EXERCISE REQUIREMENTS:
Exact wording is required: give all the records again, minus the pictures.

SOURCE DATA:
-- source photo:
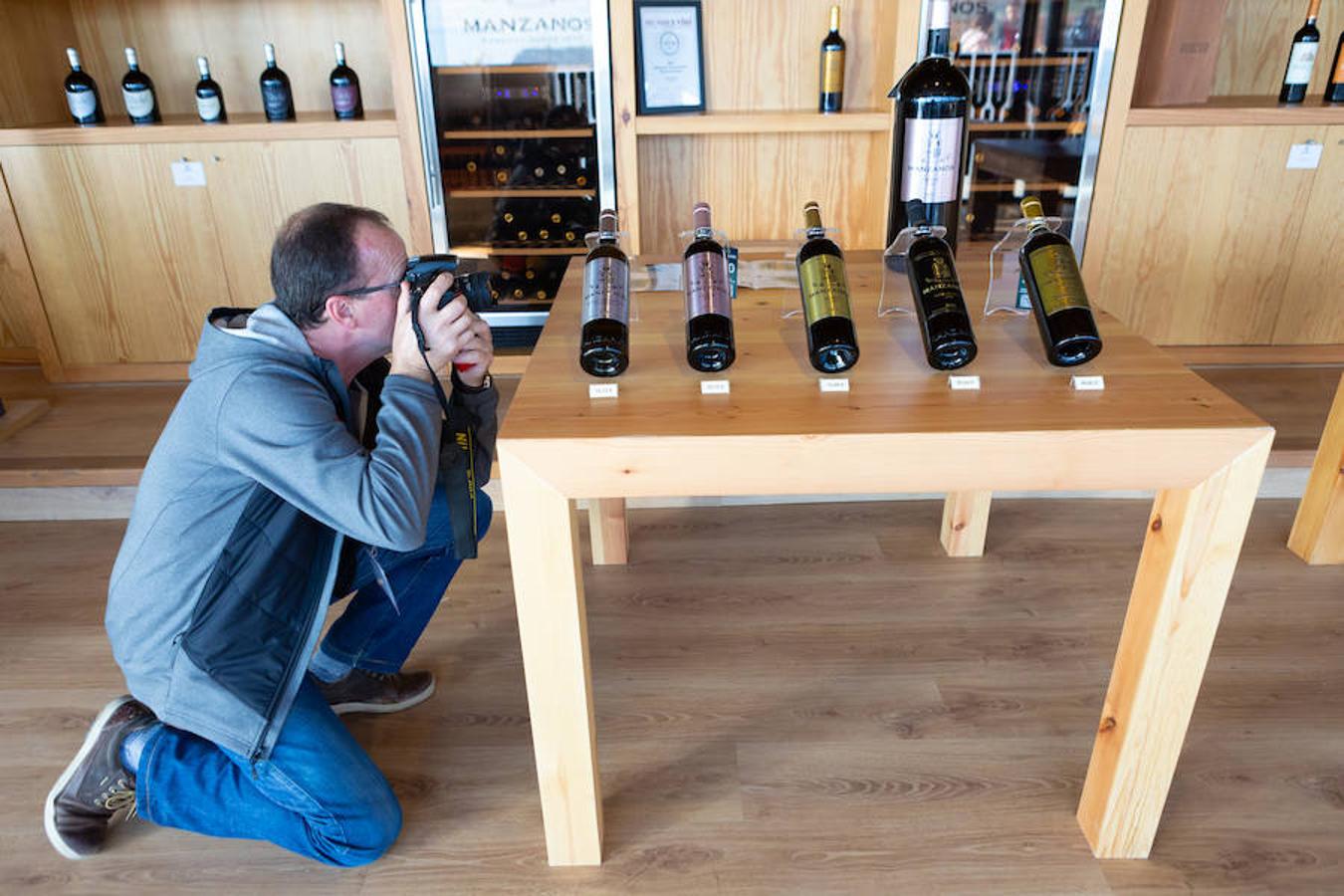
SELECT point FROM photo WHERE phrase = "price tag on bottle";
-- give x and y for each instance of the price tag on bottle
(603, 389)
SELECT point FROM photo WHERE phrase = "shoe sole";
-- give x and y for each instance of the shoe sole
(342, 708)
(49, 815)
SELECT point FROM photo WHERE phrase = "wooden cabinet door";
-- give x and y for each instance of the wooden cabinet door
(126, 262)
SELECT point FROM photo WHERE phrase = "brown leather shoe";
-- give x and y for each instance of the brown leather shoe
(363, 691)
(95, 787)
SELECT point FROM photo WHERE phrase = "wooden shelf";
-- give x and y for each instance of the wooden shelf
(554, 133)
(763, 122)
(241, 127)
(1238, 111)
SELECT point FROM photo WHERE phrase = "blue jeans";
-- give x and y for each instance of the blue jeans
(319, 794)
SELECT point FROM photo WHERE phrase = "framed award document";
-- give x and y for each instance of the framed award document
(668, 57)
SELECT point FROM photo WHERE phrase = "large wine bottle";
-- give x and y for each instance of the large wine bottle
(1306, 42)
(936, 289)
(832, 66)
(137, 91)
(346, 101)
(930, 133)
(1055, 287)
(276, 96)
(709, 314)
(832, 344)
(83, 93)
(605, 341)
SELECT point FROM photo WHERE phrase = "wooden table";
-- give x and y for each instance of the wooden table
(899, 429)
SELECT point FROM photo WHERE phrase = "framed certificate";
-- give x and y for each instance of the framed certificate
(668, 57)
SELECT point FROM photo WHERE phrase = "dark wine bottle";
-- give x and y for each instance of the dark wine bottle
(709, 314)
(276, 96)
(137, 91)
(605, 341)
(210, 99)
(936, 289)
(832, 344)
(930, 134)
(832, 66)
(346, 101)
(83, 93)
(1335, 89)
(1306, 42)
(1055, 287)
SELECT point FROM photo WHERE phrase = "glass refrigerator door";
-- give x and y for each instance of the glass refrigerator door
(510, 117)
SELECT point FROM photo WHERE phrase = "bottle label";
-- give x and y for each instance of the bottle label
(138, 103)
(1058, 281)
(344, 97)
(933, 160)
(825, 289)
(707, 285)
(83, 104)
(208, 108)
(832, 72)
(606, 289)
(1300, 64)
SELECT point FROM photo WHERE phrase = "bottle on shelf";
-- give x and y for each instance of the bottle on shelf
(210, 99)
(1306, 42)
(137, 91)
(832, 66)
(605, 341)
(1055, 288)
(346, 101)
(83, 93)
(832, 342)
(930, 133)
(276, 96)
(936, 289)
(709, 311)
(1335, 89)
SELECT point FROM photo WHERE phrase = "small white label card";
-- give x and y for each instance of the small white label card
(603, 389)
(188, 173)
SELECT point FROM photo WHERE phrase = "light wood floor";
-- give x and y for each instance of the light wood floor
(790, 699)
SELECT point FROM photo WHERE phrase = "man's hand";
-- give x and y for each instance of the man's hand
(448, 332)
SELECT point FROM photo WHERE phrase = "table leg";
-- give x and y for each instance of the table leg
(544, 543)
(1190, 553)
(607, 531)
(965, 518)
(1319, 530)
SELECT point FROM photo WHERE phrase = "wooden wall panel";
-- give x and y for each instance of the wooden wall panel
(1206, 227)
(759, 183)
(1256, 37)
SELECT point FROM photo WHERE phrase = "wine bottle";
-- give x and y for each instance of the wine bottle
(210, 99)
(832, 344)
(930, 134)
(832, 66)
(1335, 89)
(941, 308)
(346, 101)
(83, 93)
(605, 341)
(1055, 287)
(137, 91)
(1306, 42)
(276, 96)
(709, 315)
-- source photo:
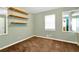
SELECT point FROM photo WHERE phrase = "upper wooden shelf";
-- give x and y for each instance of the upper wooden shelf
(18, 16)
(18, 10)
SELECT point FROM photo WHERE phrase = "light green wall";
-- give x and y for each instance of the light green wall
(16, 35)
(39, 25)
(35, 26)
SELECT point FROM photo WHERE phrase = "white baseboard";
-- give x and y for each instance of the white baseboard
(15, 42)
(57, 39)
(40, 37)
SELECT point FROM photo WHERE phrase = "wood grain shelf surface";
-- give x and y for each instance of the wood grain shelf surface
(18, 16)
(18, 10)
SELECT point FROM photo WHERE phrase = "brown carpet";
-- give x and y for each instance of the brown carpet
(37, 44)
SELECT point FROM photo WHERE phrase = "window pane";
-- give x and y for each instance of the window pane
(50, 22)
(2, 25)
(74, 24)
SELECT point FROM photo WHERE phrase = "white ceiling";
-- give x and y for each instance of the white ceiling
(38, 9)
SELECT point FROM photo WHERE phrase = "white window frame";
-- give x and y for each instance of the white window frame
(53, 27)
(5, 16)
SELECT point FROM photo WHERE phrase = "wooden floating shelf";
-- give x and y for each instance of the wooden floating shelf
(18, 10)
(18, 16)
(18, 23)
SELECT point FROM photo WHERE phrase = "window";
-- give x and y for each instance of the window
(71, 21)
(3, 21)
(2, 25)
(50, 22)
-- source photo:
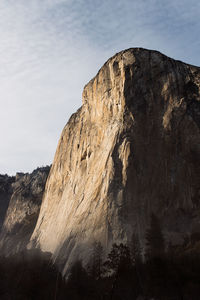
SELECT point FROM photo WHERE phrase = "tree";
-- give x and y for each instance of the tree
(155, 243)
(119, 258)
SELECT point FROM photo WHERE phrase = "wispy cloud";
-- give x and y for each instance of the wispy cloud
(50, 49)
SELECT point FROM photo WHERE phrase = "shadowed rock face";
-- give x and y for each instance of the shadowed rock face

RESPONSE TO THIS TASK:
-- source photo:
SELECT point FROM photo WHERE phrase = "price tag on bottle";
-- give x and y for each instance of the price tag on bottle
(603, 389)
SELECT point FROM photo WHERE phrase = "shoe sole";
-- give x and y for each instance of the shoe sole
(342, 708)
(49, 815)
SELECT point FROM photo WHERE phrase = "wooden cabinet door";
-- give x and y for each instance of the wooden cabinet door
(126, 262)
SELECT point FROM photo WHERE phrase = "brown leather shoe";
-- give x and y for each instance of the brown leather shoe
(363, 691)
(95, 787)
SELECT point FROM photo WHERE phrase = "wooden shelf";
-- give x and y for each instance of the wooden shelf
(554, 133)
(763, 122)
(241, 127)
(1238, 111)
SELECT point FROM photo WHERE phrase = "blue jeans";
-- give x and y for each instance of the blue jeans
(319, 794)
SELECT point FROM photo WHERE phrase = "framed award document";
-- give x and y for each instance of the framed award document
(668, 57)
SELECT point FROM photo WHERE phrase = "large wine bottle";
-- give x and y for each instance of the large wine bottle
(1306, 42)
(936, 289)
(832, 66)
(137, 91)
(346, 101)
(930, 133)
(1055, 287)
(276, 96)
(709, 314)
(832, 344)
(83, 93)
(605, 341)
SELECT point FROM photo WHERE phrase = "wooden table";
-- give x and y for each instance of the wooden table
(899, 429)
SELECT point FROM photo WHERE phrase = "framed certificate";
-- give x and y for each instance of the framed certificate
(668, 57)
SELECT point FROM photo WHERE phrase = "dark wine bottle";
-- give x and y for each instance of the dark wine bottle
(709, 314)
(276, 96)
(137, 91)
(605, 341)
(210, 99)
(936, 289)
(832, 344)
(930, 134)
(832, 66)
(346, 101)
(83, 93)
(1335, 89)
(1306, 42)
(1055, 287)
SELECT point FROM photo WHERE phrase = "glass refrigerator door";
-- give x and y for each instance of the glass refrigerator door
(510, 117)
SELECT point FROM photo WHERE phrase = "bottle label";
-- give x and y for each instance of the bottle label
(138, 103)
(1058, 281)
(344, 97)
(933, 160)
(825, 289)
(707, 285)
(83, 104)
(208, 108)
(832, 72)
(606, 289)
(1300, 64)
SELECT point FROM photo WHERE phrase = "bottle on shelf";
-- give x and y for each instance of the bottle on shelf
(210, 99)
(1306, 42)
(137, 91)
(832, 66)
(605, 341)
(1055, 288)
(346, 101)
(83, 93)
(832, 342)
(930, 133)
(276, 96)
(936, 289)
(709, 311)
(1335, 89)
SELECT point FROM photo WHERE phrase = "small white label card";
-- give x and y for each instance of the small white label card
(603, 389)
(188, 173)
SELECT point FROM photo WHERE phrase = "light wood floor";
-- give x and y for each instance of the light wood floor
(790, 699)
SELECT point FROM photo WHERE phrase = "man's hand";
-- give x and y for each instance of the man's hand
(448, 332)
SELECT point FROM photo WHERE phrase = "table leg";
-- give x and y for each instance of the table leg
(544, 543)
(1190, 553)
(607, 531)
(965, 518)
(1319, 530)
SELECT point FROM photo WHERE phrase = "wooden wall panel";
-- give x and y for each instance of the wooden wall panel
(1206, 227)
(759, 183)
(1256, 37)
SELECT point FROM photo WHERE phrase = "wine bottle";
-- give x and y for each instance of the wine bottle
(210, 99)
(832, 344)
(930, 134)
(832, 66)
(1335, 89)
(941, 308)
(346, 101)
(83, 93)
(605, 341)
(1055, 287)
(137, 91)
(1306, 42)
(276, 96)
(709, 315)
-- source photo:
SELECT point FROM photo WHERE phrase = "upper wooden shelf";
-- give x and y for each instance of the upper wooden shelf
(18, 16)
(18, 10)
SELECT point FROM photo WHERE phrase = "light green wall";
-- give x and y for each instance of the light green wall
(16, 35)
(39, 25)
(35, 26)
SELECT point FROM photo WHERE phrase = "white baseboard";
-- give x and y for each instance of the white baseboard
(15, 42)
(57, 39)
(40, 37)
SELECT point FROM photo WHERE phrase = "wood grain shelf surface";
-- give x and y for each instance of the wood grain shelf surface
(18, 16)
(18, 10)
SELECT point FROM photo WHERE phrase = "brown carpet";
-- give x and y for each instance of the brown carpet
(37, 44)
SELECT point FROM photo WHERE phrase = "window pane";
-- give x and y for each instance of the window pane
(50, 22)
(2, 25)
(74, 24)
SELECT point FROM photo WHERE phrase = "white ceiling";
-- give x and y for each instance of the white ceiling
(38, 9)
SELECT point FROM photo WHERE phrase = "white window frame";
-- give x and y for each instance of the white window frame
(53, 27)
(5, 16)
SELECT point FROM photo WHERE phrase = "wooden floating shelf";
-- give x and y for each instance of the wooden floating shelf
(18, 10)
(18, 16)
(18, 23)
SELECT point FROM photo WHERE phrase = "window";
-- give x and y for each instance of the window
(71, 21)
(3, 21)
(2, 25)
(50, 22)
-- source photo:
SELECT point FROM photo WHERE phrase = "tree";
-- give x and y for each instance of the tree
(155, 243)
(119, 258)
SELECT point FROM photo WHERE phrase = "wispy cloud";
-- give x and y for each instance of the wispy cloud
(50, 49)
SELECT point FROM photo WHERE phrase = "shadowed rock face";
-- give x and y for each instance of the shadowed rock face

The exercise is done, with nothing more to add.